** Begin Quoted text **
Average porosity in ITZ at various ages (Scrivener et al. 2004)

As the recycled aggregates absorb more water, the net water available for hydration of cement is reduced at the initial stages of mixing, which leads to higher porosity. The gradients of the percentage area of porosity of RAC made with all the Sources of RCA are relatively steeper than those of corresponding normal concretes after 20 µm distance from the aggregate. This indicates that the effective width of ITZ is more in case of RAC than normal concrete. As discussed earlier, the total aggregate–cement ratio is less in case of RAC mixes compared to normal concrete mixes due to lower specific gravity of RCA, these further allows the rearrangement of cement grains over greater distances resulting in wider interfacial zones. Low water–cement ratios and high aggregate–cement ratios give dense packing of cement grains at the aggregate and minimize the width of interfacial transition zone (Scrivener and Pratt 1996).

6.7.3 Effect of Aggregate

Gradet and Ollivier ascertained that the mineralogy of the aggregate influences the degree of orientation of calcium hydroxide (CH) in the interfacial transition zone (Scrivener and Pratt 1996). Whereas, Crumbie (1994) found that the influence of type of aggregate on microstructural gradients analyzed by image analysis was relatively less in real concretes. The EDS analysis of both natural aggregate and recycled coarse aggregates obtained from all the three Sources is presented in Figs. 6.23, 6.24, 6.25, and 6.26, respectively.

Fig. 6.23

BSE image with EDS analysis of natural coarse aggregate (Chakradhara Rao 2010)

Fig. 6.24

BSE image with EDS analysis of recycled coarse aggregate obtained from Source 1 (Chakradhara Rao 2010)

Fig. 6.25

BSE image with EDS analysis of recycled coarse aggregate obtained from Source 2 (Chakradhara Rao 2010)

Fig. 6.26

BSE image with EDS analysis of recycled coarse aggregate obtained from Source 3 (Chakradhara Rao 2010)
** End Quoted text **
** Begin Given information **
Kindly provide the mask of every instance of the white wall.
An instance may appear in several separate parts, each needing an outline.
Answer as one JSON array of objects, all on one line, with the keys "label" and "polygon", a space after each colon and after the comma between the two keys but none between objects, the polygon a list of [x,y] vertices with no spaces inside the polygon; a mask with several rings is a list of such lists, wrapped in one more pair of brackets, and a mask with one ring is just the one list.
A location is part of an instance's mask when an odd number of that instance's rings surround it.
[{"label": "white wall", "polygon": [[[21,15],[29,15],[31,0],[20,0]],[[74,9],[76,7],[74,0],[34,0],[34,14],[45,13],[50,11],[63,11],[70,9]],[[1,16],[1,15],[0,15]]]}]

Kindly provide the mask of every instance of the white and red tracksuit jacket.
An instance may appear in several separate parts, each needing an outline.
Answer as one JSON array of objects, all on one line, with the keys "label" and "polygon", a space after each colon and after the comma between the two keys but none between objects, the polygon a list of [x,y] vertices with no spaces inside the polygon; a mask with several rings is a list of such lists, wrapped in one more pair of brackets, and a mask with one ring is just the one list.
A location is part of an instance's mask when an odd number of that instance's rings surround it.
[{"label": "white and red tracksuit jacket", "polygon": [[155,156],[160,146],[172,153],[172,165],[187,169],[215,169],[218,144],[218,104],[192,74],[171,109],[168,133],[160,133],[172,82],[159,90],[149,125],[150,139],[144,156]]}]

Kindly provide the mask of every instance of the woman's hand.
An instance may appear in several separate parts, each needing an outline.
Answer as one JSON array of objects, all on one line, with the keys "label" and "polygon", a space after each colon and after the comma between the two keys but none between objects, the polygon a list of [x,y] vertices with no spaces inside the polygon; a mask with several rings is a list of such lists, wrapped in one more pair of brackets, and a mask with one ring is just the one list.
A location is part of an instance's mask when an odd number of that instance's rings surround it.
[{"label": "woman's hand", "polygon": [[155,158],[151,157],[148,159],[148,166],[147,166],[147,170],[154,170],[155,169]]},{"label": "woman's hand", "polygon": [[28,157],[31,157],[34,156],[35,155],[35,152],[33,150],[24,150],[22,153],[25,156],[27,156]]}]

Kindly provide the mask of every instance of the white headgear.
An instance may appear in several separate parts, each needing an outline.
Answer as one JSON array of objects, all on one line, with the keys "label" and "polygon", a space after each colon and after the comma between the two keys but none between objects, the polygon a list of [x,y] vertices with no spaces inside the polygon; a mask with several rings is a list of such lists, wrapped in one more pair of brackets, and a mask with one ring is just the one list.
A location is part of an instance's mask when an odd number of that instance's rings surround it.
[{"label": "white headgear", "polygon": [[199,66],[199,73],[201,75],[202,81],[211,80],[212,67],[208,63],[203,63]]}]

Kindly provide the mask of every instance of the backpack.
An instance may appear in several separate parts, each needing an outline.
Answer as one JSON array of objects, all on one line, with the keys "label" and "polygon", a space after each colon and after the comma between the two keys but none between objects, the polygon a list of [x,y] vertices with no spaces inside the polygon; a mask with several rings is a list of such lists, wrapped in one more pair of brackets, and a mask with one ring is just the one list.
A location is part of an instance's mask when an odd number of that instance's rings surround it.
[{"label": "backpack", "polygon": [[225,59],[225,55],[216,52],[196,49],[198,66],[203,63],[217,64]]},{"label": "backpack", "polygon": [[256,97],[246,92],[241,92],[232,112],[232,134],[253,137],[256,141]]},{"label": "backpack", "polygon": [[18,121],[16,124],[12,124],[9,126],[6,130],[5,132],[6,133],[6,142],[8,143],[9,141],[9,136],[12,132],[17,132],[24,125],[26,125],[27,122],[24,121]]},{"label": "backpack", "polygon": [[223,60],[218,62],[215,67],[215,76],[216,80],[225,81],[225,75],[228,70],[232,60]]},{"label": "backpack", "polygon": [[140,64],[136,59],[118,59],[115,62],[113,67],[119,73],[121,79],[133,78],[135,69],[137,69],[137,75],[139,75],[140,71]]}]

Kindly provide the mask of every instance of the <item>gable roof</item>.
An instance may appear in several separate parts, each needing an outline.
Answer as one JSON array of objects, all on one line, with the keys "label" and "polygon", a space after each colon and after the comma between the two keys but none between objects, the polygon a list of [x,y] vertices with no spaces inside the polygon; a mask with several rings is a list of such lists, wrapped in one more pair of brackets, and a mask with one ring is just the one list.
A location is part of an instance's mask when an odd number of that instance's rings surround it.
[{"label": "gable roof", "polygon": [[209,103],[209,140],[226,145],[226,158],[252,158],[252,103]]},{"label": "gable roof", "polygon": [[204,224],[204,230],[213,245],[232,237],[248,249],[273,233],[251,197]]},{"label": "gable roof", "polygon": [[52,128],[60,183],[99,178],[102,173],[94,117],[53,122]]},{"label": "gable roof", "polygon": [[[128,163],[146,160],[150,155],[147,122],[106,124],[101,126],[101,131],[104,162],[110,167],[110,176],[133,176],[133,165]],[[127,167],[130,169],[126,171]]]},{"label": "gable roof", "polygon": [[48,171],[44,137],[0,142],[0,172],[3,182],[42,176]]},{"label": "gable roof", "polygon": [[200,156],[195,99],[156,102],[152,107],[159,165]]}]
** End Given information **
** Begin Given information **
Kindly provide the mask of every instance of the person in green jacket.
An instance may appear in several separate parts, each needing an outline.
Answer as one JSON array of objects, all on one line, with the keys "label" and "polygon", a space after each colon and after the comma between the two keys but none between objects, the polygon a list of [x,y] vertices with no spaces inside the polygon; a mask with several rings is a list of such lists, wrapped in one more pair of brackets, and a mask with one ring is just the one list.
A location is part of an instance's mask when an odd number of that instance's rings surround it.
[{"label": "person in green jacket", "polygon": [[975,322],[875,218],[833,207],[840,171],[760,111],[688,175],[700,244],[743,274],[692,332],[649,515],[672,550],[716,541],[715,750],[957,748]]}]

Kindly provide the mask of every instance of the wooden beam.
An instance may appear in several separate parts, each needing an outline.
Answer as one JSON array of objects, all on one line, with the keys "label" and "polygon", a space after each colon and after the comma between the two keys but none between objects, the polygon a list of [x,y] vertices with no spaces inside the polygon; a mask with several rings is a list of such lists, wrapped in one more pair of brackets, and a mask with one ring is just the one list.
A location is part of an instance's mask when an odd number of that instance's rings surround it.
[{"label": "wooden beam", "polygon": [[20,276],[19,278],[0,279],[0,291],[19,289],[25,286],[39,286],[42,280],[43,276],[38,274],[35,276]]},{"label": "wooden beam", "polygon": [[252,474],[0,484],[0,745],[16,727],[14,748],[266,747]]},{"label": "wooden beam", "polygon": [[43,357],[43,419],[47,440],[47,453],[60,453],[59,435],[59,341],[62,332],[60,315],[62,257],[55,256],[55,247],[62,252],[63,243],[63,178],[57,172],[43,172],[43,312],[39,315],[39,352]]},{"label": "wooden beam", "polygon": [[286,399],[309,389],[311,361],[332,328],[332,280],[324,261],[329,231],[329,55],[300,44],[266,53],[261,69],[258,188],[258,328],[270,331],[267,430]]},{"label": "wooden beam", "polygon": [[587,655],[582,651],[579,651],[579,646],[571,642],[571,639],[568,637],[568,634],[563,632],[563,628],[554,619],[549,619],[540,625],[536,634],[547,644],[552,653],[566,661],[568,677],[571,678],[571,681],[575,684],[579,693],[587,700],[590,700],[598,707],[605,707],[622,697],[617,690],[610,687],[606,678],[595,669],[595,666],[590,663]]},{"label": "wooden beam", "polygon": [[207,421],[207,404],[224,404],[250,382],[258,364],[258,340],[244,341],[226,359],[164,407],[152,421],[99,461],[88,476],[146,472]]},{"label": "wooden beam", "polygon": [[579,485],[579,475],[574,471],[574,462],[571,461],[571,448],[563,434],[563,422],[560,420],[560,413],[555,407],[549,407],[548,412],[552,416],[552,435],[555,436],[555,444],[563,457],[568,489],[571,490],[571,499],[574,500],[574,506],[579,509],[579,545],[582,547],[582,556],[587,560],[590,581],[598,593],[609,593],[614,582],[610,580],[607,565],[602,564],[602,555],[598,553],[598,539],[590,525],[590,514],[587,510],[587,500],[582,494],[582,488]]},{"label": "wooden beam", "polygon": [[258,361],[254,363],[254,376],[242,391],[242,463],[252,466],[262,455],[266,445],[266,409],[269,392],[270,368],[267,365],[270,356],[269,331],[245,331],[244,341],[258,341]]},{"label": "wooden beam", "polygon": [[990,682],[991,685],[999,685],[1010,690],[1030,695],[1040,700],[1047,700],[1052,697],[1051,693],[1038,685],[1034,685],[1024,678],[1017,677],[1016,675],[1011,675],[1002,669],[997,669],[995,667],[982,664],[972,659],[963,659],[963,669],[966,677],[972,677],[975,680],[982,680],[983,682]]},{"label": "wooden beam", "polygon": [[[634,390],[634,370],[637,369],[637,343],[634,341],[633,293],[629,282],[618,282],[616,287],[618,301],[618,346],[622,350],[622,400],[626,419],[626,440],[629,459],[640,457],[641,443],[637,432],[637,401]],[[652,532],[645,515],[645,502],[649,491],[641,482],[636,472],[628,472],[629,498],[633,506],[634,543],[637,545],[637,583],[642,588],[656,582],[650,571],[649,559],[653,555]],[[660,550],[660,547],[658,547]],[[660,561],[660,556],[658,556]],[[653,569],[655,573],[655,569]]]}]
** End Given information **
** Begin Given information **
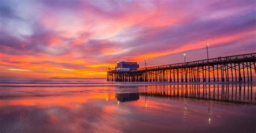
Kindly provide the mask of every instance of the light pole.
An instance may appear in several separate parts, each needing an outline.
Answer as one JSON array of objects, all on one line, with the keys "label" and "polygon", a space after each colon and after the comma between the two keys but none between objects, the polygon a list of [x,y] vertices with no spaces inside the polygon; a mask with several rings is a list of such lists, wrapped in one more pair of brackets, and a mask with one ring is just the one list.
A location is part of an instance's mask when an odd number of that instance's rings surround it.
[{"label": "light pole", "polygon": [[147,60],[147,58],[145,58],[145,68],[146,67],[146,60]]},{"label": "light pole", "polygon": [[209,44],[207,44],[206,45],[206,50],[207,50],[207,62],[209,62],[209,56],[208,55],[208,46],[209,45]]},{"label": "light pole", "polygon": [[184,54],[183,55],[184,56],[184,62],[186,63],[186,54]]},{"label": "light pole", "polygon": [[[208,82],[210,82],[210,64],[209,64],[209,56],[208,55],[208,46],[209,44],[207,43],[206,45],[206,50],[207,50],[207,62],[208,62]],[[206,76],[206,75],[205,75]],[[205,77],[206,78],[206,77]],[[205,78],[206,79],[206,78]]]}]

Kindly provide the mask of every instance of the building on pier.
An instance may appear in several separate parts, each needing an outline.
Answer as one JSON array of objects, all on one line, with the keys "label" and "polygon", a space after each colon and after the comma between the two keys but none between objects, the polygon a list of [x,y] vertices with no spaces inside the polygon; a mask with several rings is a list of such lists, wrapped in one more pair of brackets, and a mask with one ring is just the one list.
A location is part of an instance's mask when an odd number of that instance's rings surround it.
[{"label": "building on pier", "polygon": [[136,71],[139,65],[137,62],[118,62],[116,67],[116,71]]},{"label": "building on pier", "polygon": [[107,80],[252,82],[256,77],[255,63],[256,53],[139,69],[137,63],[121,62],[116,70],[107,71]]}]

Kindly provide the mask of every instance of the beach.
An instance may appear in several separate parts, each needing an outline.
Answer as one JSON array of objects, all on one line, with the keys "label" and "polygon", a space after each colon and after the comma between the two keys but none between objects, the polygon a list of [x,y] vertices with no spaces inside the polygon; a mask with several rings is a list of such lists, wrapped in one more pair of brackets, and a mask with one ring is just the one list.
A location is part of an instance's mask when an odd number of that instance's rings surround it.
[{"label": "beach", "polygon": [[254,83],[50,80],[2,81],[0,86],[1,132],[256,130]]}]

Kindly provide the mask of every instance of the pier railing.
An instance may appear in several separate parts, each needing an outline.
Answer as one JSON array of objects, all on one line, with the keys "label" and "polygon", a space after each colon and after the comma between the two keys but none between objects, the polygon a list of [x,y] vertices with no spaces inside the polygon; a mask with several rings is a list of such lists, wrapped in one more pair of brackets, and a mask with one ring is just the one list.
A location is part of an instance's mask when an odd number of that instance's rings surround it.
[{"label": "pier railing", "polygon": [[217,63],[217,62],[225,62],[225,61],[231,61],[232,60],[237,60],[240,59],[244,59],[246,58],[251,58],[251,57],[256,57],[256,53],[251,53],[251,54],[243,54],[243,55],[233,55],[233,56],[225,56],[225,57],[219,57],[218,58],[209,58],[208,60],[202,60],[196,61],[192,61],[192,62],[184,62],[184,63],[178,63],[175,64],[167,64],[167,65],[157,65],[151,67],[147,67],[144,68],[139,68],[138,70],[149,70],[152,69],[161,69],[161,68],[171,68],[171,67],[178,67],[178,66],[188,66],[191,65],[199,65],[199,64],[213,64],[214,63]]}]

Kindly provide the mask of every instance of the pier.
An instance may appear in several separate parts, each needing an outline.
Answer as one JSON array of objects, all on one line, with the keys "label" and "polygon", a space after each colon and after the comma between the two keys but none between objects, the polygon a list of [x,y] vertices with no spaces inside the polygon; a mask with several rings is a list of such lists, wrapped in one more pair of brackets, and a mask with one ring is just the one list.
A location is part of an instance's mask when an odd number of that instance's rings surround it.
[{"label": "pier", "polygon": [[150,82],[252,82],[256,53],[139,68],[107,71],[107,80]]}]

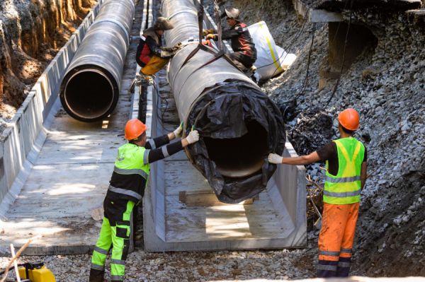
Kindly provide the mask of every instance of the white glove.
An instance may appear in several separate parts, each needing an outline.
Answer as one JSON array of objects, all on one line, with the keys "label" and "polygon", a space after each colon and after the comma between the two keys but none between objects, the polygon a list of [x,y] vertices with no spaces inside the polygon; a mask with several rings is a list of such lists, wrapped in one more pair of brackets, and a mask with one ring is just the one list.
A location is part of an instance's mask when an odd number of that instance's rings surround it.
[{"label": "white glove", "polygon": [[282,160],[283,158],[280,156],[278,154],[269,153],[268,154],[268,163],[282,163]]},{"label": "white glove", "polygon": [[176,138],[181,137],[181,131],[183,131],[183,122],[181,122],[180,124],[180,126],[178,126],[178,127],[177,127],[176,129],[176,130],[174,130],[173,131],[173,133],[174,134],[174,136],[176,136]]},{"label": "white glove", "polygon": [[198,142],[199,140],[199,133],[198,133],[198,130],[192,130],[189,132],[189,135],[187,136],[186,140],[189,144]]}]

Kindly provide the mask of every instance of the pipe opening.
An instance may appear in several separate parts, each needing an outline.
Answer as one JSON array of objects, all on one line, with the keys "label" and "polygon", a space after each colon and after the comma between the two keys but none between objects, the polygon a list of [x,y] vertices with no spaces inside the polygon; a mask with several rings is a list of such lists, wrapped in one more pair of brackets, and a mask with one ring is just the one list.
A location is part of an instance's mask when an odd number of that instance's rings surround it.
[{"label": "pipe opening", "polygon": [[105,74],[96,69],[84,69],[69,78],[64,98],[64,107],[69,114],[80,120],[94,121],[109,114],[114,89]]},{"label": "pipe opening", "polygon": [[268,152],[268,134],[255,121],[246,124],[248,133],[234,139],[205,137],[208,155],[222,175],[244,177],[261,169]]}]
** End Given information **
__Task set__:
1. Echo the part of the concrete passage that opens with the words containing "Gradet and Ollivier" and closes with "aggregate (Chakradhara Rao 2010)".
2. Locate each line in the entries that contains the word "beach", and copy those lines.
The concrete passage and the entries were drawn from unrelated sources.

__Solved tasks__:
1.
Gradet and Ollivier ascertained that the mineralogy of the aggregate influences the degree of orientation of calcium hydroxide (CH) in the interfacial transition zone (Scrivener and Pratt 1996). Whereas, Crumbie (1994) found that the influence of type of aggregate on microstructural gradients analyzed by image analysis was relatively less in real concretes. The EDS analysis of both natural aggregate and recycled coarse aggregates obtained from all the three Sources is presented in Figs. 6.23, 6.24, 6.25, and 6.26, respectively.

Fig. 6.23

BSE image with EDS analysis of natural coarse aggregate (Chakradhara Rao 2010)

2.
Kindly provide the mask of every instance of the beach.
[{"label": "beach", "polygon": [[254,83],[50,80],[2,81],[0,86],[1,132],[256,130]]}]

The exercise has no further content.